Substitute "occurrence" for "instance" throughout the following lines and reproduce them with no other change.

Data listing
========================================

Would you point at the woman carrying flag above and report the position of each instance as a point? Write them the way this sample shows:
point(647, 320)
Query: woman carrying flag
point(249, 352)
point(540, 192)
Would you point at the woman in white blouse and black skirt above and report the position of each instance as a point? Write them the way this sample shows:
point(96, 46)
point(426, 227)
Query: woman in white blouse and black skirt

========================================

> Final result
Would you point at the woman carrying flag above and report the position of each occurrence as a point? Write them the way this sample shows:
point(647, 320)
Query: woman carrying flag
point(249, 352)
point(540, 192)
Would you point at the woman in white blouse and black skirt above and report the position of each occurrence as a point? Write them the way this sample shows:
point(96, 46)
point(426, 227)
Query: woman in white blouse and black skirt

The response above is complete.